„Die weißrussische Perspektive für Dialog,
Sicherheit, Frieden und Entwicklung“
Von Pavel Schidlowski
Pavel Schidlowski ist Geschäftsträger Weißrußlands in den
Vereinigten Staaten. In der Konferenz des Schiller-Instituts zum Oasenplan am
13. April sagte er folgendes. (Übersetzung aus dem Englischen,
Zwischenüberschriften wurden hinzugefügt.)
Ich möchte der Leitung des Internationalen Schiller-Instituts für die
Einberufung dieser wichtigen und zeitgemäßen Konferenz danken. Ich schätze die
professionellen, profunden, nuancierten und nüchternen Vorträge der
angesehenen Redner zu den Themen, die ganz oben auf der Tagesordnung der
politischen Entscheidungsträger der Welt stehen und die künftige Weltordnung
prägen.
Ich stimme voll und ganz mit der Aussage der Konferenzveranstalter überein,
daß es unsere Aufgabe ist, dafür zu sorgen, daß jedes Leben auf der Welt
heilig ist, daß das Völkerrecht Vorrang haben muß, um Völkermord zu
verhindern, und daß die wirtschaftliche Entwicklung der Motor für den Frieden
sein muß. Wir in Belarus verfolgen denselben Ansatz.
Ich freue mich und fühle mich geehrt, daß ich die Gelegenheit habe, die
Vision von Belarus zu den Themen unseres heutigen Panels vorzustellen: Dialog,
Sicherheit, Frieden und Entwicklung – mit besonderem Augenmerk auf
Südwestasien.
Wir alle wissen, daß die sich abzeichnende multipolare und gerechtere
Weltordnung für den kollektiven Westen, der seine politische, finanzielle und
wirtschaftliche Vorherrschaft mit allen Mitteln und um jeden Preis
aufrechterhalten will, kategorisch inakzeptabel ist.

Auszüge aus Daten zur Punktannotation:
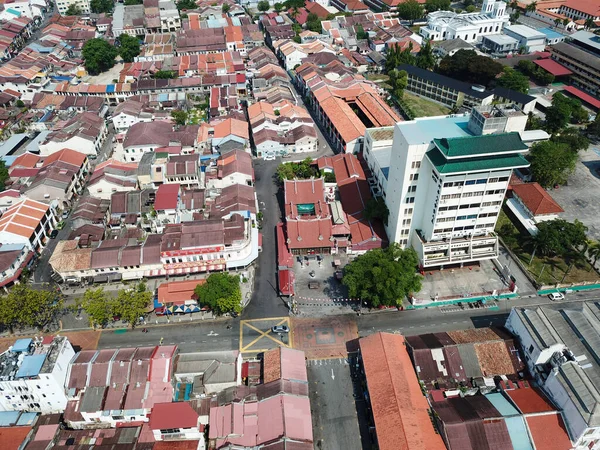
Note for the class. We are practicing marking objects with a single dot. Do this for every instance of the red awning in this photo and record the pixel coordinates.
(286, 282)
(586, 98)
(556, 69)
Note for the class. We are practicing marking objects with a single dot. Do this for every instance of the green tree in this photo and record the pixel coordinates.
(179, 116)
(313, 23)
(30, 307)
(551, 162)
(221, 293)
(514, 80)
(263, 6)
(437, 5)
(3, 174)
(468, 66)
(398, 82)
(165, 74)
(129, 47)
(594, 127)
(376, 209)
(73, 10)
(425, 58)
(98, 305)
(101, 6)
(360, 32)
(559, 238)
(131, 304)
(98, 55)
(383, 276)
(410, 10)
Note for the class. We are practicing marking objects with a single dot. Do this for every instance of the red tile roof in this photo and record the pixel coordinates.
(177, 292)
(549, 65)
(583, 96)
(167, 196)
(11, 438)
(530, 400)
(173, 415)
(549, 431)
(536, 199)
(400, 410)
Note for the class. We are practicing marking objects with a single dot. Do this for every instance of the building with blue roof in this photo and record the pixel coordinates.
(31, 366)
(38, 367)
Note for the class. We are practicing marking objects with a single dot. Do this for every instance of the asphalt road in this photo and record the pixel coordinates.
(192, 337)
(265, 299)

* * *

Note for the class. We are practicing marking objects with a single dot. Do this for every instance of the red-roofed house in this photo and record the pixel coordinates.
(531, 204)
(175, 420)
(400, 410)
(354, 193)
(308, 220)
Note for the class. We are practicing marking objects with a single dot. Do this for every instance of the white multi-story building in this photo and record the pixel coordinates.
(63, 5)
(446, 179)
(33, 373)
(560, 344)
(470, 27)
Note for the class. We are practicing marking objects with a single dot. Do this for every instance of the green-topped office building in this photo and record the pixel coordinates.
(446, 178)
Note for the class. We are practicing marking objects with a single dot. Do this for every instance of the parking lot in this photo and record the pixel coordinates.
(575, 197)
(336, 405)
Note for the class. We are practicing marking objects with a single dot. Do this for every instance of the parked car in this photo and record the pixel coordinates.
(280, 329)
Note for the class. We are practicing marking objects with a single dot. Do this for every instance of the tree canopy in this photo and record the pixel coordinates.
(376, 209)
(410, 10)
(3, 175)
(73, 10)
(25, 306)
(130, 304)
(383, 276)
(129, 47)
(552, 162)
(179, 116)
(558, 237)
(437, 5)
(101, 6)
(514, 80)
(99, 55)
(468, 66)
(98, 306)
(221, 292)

==

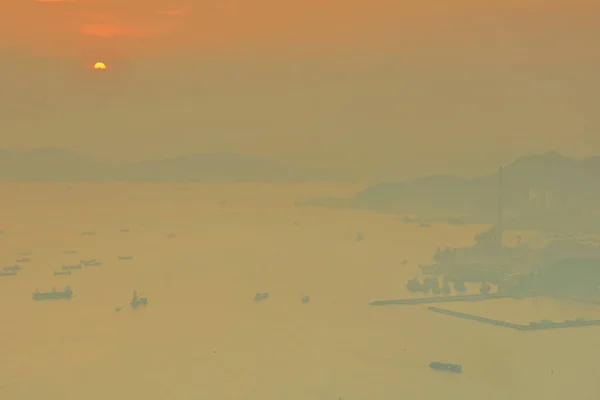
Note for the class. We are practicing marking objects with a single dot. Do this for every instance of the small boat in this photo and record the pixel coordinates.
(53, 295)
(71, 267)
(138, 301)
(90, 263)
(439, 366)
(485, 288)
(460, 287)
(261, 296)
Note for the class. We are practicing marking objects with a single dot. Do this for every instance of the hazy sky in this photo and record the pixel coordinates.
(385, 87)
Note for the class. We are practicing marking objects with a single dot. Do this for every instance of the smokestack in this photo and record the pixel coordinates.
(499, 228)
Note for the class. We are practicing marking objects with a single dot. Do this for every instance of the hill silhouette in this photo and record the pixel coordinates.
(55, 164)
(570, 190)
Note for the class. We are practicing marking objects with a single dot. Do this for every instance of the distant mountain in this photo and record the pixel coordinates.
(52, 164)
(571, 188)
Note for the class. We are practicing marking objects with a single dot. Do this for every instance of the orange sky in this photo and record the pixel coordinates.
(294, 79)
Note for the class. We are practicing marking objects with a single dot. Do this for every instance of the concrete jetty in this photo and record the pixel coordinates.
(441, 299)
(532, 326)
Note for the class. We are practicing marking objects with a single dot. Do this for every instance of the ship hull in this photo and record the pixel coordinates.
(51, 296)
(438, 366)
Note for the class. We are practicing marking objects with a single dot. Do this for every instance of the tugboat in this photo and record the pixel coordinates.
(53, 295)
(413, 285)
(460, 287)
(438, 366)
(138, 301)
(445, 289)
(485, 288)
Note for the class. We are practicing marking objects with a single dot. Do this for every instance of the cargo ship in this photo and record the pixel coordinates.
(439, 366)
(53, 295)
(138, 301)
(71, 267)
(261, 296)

AUFGABE
Gib den Abschnitt des Textes zwischen „Ich stimme voll“ und „Südwestasien.“ einschließlich wortgetreu wieder. Das Material wird hierfür nicht gebraucht.

ANTWORT
Ich stimme voll und ganz mit der Aussage der Konferenzveranstalter überein,
daß es unsere Aufgabe ist, dafür zu sorgen, daß jedes Leben auf der Welt
heilig ist, daß das Völkerrecht Vorrang haben muß, um Völkermord zu
verhindern, und daß die wirtschaftliche Entwicklung der Motor für den Frieden
sein muß. Wir in Belarus verfolgen denselben Ansatz.
Ich freue mich und fühle mich geehrt, daß ich die Gelegenheit habe, die
Vision von Belarus zu den Themen unseres heutigen Panels vorzustellen: Dialog,
Sicherheit, Frieden und Entwicklung – mit besonderem Augenmerk auf
Südwestasien.